#### PROVIDED ENTRIES
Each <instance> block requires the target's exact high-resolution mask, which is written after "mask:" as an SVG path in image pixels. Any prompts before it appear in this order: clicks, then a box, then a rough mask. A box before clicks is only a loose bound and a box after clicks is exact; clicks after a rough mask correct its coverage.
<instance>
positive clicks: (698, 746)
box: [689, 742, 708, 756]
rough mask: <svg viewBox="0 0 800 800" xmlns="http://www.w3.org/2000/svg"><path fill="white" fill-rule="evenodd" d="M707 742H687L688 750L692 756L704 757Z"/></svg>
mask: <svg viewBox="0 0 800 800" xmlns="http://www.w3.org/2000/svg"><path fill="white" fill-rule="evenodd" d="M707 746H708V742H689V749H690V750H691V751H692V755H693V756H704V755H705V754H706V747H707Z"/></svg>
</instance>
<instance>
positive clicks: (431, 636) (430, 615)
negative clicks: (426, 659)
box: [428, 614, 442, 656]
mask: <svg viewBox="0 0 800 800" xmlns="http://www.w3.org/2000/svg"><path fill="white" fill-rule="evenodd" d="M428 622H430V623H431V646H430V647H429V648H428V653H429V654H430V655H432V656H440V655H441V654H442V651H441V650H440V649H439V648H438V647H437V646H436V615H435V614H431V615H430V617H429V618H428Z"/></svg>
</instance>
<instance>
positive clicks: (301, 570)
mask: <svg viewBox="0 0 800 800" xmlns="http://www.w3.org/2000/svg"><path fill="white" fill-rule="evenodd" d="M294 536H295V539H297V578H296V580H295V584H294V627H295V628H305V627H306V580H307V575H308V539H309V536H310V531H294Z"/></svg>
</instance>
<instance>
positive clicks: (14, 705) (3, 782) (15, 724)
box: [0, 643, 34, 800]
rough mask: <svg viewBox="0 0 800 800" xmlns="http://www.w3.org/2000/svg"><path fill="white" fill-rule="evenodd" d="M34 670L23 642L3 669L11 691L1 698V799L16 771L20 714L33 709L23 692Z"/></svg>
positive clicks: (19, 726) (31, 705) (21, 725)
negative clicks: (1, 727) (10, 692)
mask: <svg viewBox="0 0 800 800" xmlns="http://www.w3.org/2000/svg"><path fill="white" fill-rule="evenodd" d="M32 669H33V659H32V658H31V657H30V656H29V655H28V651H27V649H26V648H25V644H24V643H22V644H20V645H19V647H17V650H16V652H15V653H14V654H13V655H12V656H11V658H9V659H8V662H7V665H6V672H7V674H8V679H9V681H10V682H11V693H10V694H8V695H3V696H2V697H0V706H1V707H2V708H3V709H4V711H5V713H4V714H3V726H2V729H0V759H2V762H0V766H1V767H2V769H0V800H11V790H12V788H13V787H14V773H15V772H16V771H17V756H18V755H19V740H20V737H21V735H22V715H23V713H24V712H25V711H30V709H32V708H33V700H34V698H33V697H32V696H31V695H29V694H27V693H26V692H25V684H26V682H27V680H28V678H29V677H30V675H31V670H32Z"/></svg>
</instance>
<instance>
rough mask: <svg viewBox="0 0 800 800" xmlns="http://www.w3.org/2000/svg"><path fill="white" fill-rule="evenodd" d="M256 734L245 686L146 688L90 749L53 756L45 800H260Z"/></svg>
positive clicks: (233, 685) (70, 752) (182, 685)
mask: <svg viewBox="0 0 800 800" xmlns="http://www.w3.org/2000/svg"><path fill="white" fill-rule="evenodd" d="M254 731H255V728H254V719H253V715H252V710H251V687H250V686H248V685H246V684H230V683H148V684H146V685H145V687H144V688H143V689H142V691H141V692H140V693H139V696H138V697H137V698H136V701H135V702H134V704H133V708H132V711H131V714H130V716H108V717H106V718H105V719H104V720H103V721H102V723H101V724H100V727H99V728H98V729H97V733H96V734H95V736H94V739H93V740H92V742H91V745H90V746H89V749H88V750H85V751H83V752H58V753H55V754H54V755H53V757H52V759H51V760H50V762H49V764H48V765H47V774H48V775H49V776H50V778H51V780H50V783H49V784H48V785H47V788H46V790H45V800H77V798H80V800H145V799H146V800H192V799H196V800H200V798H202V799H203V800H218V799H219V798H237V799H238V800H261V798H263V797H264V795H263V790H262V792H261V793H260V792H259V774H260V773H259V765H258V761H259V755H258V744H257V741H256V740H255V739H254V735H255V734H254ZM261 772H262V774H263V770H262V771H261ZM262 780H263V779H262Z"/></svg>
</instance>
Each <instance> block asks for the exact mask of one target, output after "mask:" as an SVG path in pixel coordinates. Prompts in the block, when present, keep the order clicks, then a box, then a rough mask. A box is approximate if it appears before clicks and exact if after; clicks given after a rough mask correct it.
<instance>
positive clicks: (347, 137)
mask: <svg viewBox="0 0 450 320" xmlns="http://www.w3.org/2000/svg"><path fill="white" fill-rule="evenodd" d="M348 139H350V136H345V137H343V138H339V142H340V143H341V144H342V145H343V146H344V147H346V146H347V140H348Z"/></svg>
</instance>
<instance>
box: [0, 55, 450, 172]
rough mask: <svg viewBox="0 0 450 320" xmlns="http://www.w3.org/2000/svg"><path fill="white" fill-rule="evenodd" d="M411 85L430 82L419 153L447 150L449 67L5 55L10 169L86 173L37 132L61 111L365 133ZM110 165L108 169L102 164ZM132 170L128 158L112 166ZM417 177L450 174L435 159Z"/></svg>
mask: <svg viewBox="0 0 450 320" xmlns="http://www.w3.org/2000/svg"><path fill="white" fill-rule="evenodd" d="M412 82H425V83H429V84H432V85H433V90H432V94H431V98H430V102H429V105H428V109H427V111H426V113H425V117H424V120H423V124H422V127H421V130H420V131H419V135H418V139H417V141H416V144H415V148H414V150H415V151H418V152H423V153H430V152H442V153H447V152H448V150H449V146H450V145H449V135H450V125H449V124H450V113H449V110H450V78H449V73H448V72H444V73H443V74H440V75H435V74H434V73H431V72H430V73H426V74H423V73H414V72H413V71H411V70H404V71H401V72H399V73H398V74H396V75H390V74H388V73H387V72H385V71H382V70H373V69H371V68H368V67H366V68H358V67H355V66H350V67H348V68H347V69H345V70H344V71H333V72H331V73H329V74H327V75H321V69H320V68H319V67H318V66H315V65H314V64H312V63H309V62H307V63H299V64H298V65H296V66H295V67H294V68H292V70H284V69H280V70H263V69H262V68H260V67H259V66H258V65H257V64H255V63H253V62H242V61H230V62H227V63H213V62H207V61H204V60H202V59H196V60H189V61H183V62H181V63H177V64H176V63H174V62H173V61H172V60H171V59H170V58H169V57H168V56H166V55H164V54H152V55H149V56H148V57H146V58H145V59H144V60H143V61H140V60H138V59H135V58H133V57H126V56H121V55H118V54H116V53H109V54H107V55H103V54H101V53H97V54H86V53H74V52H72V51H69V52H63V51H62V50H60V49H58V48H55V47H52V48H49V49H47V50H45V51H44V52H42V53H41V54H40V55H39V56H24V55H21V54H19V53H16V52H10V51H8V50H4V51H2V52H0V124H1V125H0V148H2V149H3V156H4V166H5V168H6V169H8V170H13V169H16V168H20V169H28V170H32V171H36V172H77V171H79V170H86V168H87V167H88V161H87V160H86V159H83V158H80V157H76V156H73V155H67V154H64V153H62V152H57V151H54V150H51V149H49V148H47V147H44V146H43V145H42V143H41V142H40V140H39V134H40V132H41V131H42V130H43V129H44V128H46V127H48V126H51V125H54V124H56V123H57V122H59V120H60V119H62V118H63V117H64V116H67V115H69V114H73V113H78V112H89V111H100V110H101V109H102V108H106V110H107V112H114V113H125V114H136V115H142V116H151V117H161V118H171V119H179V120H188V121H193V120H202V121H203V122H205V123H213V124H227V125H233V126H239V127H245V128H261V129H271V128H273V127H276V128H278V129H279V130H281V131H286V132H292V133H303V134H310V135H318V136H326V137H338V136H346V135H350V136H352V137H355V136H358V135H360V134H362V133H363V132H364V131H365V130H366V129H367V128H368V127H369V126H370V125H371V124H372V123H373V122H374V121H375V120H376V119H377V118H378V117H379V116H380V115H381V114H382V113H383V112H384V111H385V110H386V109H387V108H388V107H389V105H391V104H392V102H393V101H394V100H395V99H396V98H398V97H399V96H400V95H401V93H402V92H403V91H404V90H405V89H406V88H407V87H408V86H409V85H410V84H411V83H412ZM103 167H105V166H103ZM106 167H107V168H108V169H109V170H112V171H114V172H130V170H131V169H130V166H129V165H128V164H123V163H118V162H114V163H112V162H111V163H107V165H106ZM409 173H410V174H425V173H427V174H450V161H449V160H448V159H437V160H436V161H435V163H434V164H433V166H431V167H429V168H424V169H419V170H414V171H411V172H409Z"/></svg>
########
**YOUR TASK:**
Nothing but the lines above from the one containing "negative clicks: (426, 659)" through the one containing "734L245 686L146 688L90" should appear in the answer, each repeated exactly.

**EXERCISE RESULT:**
negative clicks: (426, 659)
box: [428, 614, 442, 656]
mask: <svg viewBox="0 0 800 800" xmlns="http://www.w3.org/2000/svg"><path fill="white" fill-rule="evenodd" d="M428 622H430V623H431V646H430V647H429V648H428V653H429V654H430V655H432V656H440V655H441V654H442V651H441V650H440V649H439V648H438V647H437V646H436V615H435V614H431V615H430V617H429V618H428Z"/></svg>
</instance>
<instance>
positive clicks: (301, 570)
mask: <svg viewBox="0 0 800 800" xmlns="http://www.w3.org/2000/svg"><path fill="white" fill-rule="evenodd" d="M294 536H295V539H297V578H296V580H295V584H294V627H295V628H305V627H306V580H307V575H308V539H309V536H310V531H294Z"/></svg>
</instance>
<instance>
positive clicks: (14, 705) (3, 782) (15, 724)
box: [0, 643, 34, 800]
rough mask: <svg viewBox="0 0 800 800" xmlns="http://www.w3.org/2000/svg"><path fill="white" fill-rule="evenodd" d="M34 670L23 642L3 669L11 691L1 698V799L16 771L20 714L33 709L23 692Z"/></svg>
positive clicks: (19, 726) (31, 705) (21, 725)
negative clicks: (1, 727) (10, 692)
mask: <svg viewBox="0 0 800 800" xmlns="http://www.w3.org/2000/svg"><path fill="white" fill-rule="evenodd" d="M32 669H33V659H32V658H31V657H30V656H29V655H28V651H27V649H26V648H25V644H24V643H22V644H20V645H19V647H17V650H16V652H15V653H14V654H13V655H12V656H11V658H9V659H8V662H7V665H6V672H7V674H8V679H9V681H10V682H11V693H10V694H8V695H3V696H2V697H0V706H1V707H2V708H3V709H4V711H5V713H4V714H3V726H2V729H0V759H2V762H0V766H1V767H2V769H0V800H11V790H12V788H13V787H14V773H15V772H16V771H17V756H18V755H19V740H20V737H21V735H22V715H23V713H24V712H25V711H30V709H32V708H33V700H34V698H33V697H32V696H31V695H29V694H27V693H26V692H25V684H26V682H27V680H28V678H29V677H30V675H31V670H32Z"/></svg>
</instance>
<instance>
rough mask: <svg viewBox="0 0 800 800" xmlns="http://www.w3.org/2000/svg"><path fill="white" fill-rule="evenodd" d="M256 734L245 686L146 688L90 749L53 756L45 800H260Z"/></svg>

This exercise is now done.